----- MATERIALS PROVIDED -----

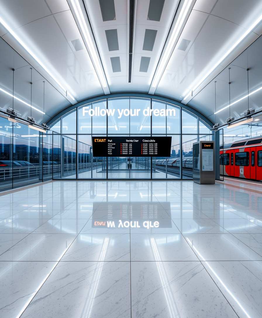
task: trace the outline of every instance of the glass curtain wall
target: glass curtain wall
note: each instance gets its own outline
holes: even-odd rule
[[[193,143],[213,138],[207,124],[190,112],[164,101],[140,97],[87,103],[64,115],[51,129],[61,134],[59,144],[57,136],[53,137],[53,151],[60,149],[61,156],[60,173],[53,172],[55,179],[191,179]],[[171,136],[170,156],[93,156],[92,136],[135,135]]]
[[[170,155],[95,157],[92,136],[169,136]],[[87,103],[62,116],[46,134],[0,116],[0,191],[52,178],[190,179],[193,143],[213,137],[194,114],[150,98]]]

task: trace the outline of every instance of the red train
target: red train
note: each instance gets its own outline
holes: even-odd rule
[[[262,136],[220,148],[220,175],[262,181]]]

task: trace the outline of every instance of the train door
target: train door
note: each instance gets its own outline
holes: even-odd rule
[[[234,165],[234,175],[235,177],[239,177],[240,176],[240,167],[238,165],[238,163],[236,162],[236,154],[237,154],[239,152],[239,149],[235,149],[234,151],[234,161],[235,164]]]
[[[250,148],[250,179],[255,180],[256,176],[256,147]]]
[[[230,151],[230,176],[233,177],[235,176],[234,173],[234,153],[233,150]]]
[[[258,146],[256,147],[257,169],[256,178],[259,181],[262,180],[262,146]]]

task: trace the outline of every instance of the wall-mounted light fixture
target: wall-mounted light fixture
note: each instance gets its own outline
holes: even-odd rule
[[[79,2],[78,0],[71,0],[71,2],[87,46],[87,48],[88,49],[88,52],[93,62],[94,66],[99,81],[102,87],[104,88],[106,87],[107,85],[104,70],[102,68],[98,58],[97,52],[92,40],[92,37],[86,25],[84,15]]]
[[[74,100],[74,98],[69,93],[69,90],[66,89],[66,88],[65,88],[63,86],[63,85],[60,83],[59,81],[56,78],[54,75],[51,73],[50,71],[49,71],[48,69],[46,67],[44,63],[40,60],[36,55],[30,49],[29,49],[25,44],[23,41],[22,41],[17,34],[13,31],[12,29],[11,29],[9,25],[8,25],[7,23],[6,23],[6,22],[4,21],[1,17],[0,17],[0,23],[2,24],[5,29],[6,29],[7,30],[11,35],[12,35],[15,39],[16,40],[17,42],[18,42],[18,43],[21,45],[22,45],[22,46],[23,46],[25,50],[29,53],[33,58],[38,63],[39,65],[40,65],[44,69],[44,70],[45,70],[49,75],[50,75],[50,76],[56,82],[56,83],[58,84],[61,88],[62,88],[63,90],[65,92],[66,96],[67,96],[67,95],[68,95],[70,96],[71,98],[73,100]],[[3,90],[1,90],[4,91]],[[5,92],[4,92],[6,93]],[[25,104],[26,103],[24,103]]]
[[[237,122],[234,123],[233,124],[231,124],[227,126],[228,128],[232,128],[233,127],[236,127],[236,126],[239,126],[241,125],[243,125],[244,124],[246,124],[248,122],[251,122],[253,121],[253,117],[250,118],[248,118],[247,119],[244,119],[240,121],[238,121]]]

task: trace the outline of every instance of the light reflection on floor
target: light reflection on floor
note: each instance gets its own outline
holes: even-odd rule
[[[55,181],[0,196],[0,316],[261,316],[262,186]]]

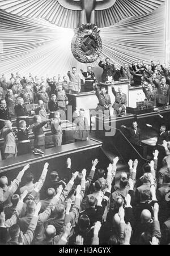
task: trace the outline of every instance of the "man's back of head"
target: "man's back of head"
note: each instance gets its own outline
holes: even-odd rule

-----

> [SET EXERCISE]
Retype all of the data above line for line, without changing anything, and leave the pictures out of your copy.

> [ANSWER FOR THE TASK]
task: trace the outline of every instance of the glass curtain wall
target: glass curtain wall
note: each instance gets its own outline
holes: even-odd rule
[[[193,143],[213,138],[207,124],[190,112],[164,101],[140,97],[87,103],[64,115],[51,129],[61,134],[59,144],[57,136],[53,137],[53,151],[60,149],[61,156],[60,173],[53,172],[55,179],[191,179]],[[171,136],[170,156],[93,156],[92,136],[135,135]]]
[[[170,155],[95,157],[92,136],[169,136]],[[87,103],[62,116],[46,134],[0,116],[0,191],[52,178],[190,179],[193,143],[213,137],[194,114],[150,98]]]

task: trace the outline of every instance of the red train
target: red train
note: each instance gets its own outline
holes: even-odd rule
[[[262,136],[220,148],[220,175],[262,181]]]

task: trace the outline of every instance of the train door
target: train door
note: each instance gets its own outline
holes: even-odd rule
[[[234,165],[234,175],[235,177],[239,177],[240,176],[240,167],[238,165],[238,163],[236,162],[236,154],[237,154],[239,152],[239,149],[235,149],[234,151],[234,161],[235,164]]]
[[[250,148],[250,179],[255,180],[256,176],[256,147]]]
[[[230,151],[230,176],[233,177],[235,176],[234,173],[234,153],[233,150]]]
[[[258,146],[256,147],[257,169],[256,178],[259,181],[262,180],[262,146]]]

task: trace the outline of every instance of the wall-mounted light fixture
target: wall-mounted light fixture
note: each instance gets its own outline
holes: even-odd rule
[[[79,2],[78,0],[71,0],[71,2],[87,46],[87,48],[88,49],[88,52],[93,62],[94,66],[99,81],[102,87],[104,88],[106,87],[107,85],[104,70],[102,68],[98,58],[97,52],[92,40],[92,37],[86,25],[84,15]]]
[[[74,100],[74,98],[69,93],[69,90],[66,89],[66,88],[65,88],[63,86],[63,85],[60,83],[59,81],[56,78],[54,75],[51,73],[50,71],[49,71],[48,69],[46,67],[44,63],[40,60],[36,55],[30,49],[29,49],[25,44],[23,41],[22,41],[17,34],[13,31],[12,29],[11,29],[9,25],[8,25],[7,23],[6,23],[6,22],[4,21],[1,17],[0,17],[0,23],[2,24],[5,29],[6,29],[7,30],[11,35],[12,35],[15,39],[16,40],[17,42],[18,42],[18,43],[21,45],[22,45],[22,46],[23,46],[25,50],[29,53],[33,58],[38,63],[39,65],[40,65],[44,69],[44,70],[45,70],[49,75],[50,75],[50,76],[56,82],[56,83],[58,84],[61,88],[62,88],[63,90],[65,92],[66,96],[67,96],[67,95],[68,95],[70,96],[71,98],[73,100]],[[3,90],[1,90],[4,91]],[[5,92],[4,92],[6,93]],[[25,104],[26,103],[24,103]]]
[[[237,122],[234,123],[233,124],[231,124],[227,126],[228,128],[232,128],[233,127],[236,127],[236,126],[239,126],[241,125],[243,125],[244,124],[246,124],[248,122],[251,122],[253,121],[253,117],[250,118],[248,118],[247,119],[244,119],[240,121],[238,121]]]

task: trace the outline of every instance of the light reflection on floor
target: light reflection on floor
note: each instance gets its own outline
holes: even-odd rule
[[[55,181],[0,196],[0,316],[261,316],[262,186]]]

task: trace the outline of every instance of the "man's back of head"
target: "man's back of head"
note: each instance gets its own outline
holes: even-odd rule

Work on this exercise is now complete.